[start Available data]
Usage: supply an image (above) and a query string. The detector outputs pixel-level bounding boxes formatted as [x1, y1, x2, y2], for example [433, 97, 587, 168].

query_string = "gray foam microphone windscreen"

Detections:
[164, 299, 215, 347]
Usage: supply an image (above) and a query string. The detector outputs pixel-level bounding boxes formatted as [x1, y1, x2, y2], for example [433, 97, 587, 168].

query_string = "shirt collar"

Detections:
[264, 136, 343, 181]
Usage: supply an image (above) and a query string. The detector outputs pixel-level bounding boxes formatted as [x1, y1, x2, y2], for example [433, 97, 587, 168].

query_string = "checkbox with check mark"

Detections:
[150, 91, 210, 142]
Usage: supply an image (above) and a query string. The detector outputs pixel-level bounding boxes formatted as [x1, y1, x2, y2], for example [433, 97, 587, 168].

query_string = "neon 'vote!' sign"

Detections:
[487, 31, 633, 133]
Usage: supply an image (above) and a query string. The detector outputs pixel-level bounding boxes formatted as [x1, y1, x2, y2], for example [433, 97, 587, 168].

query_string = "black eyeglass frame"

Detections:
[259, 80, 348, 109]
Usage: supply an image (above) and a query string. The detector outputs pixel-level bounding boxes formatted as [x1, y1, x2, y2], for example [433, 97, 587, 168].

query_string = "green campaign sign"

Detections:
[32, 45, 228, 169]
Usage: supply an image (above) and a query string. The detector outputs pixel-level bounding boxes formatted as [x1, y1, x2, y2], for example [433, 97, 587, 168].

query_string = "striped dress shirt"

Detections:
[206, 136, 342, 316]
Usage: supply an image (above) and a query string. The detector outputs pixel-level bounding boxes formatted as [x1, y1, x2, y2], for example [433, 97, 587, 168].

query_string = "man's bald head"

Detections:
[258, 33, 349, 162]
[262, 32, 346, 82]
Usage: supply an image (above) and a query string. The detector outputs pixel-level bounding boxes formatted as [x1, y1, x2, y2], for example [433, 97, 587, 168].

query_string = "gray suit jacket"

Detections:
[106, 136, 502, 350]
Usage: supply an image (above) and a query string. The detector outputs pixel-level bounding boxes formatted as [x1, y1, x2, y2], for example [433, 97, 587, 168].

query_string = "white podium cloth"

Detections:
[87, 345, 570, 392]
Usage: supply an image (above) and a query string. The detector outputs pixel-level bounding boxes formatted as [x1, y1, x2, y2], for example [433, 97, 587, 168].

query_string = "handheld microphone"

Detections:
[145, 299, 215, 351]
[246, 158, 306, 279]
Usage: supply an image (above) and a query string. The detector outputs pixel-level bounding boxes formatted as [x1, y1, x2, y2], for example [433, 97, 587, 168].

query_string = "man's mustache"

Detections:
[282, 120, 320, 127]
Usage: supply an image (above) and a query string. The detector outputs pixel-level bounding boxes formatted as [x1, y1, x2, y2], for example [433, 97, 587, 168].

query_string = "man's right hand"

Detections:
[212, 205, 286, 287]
[end Available data]
Gather every line of the records that contains the string "gray" and copy each one in full. Case counts.

query_string = "gray foam microphone windscreen"
query_string = "gray suit jacket"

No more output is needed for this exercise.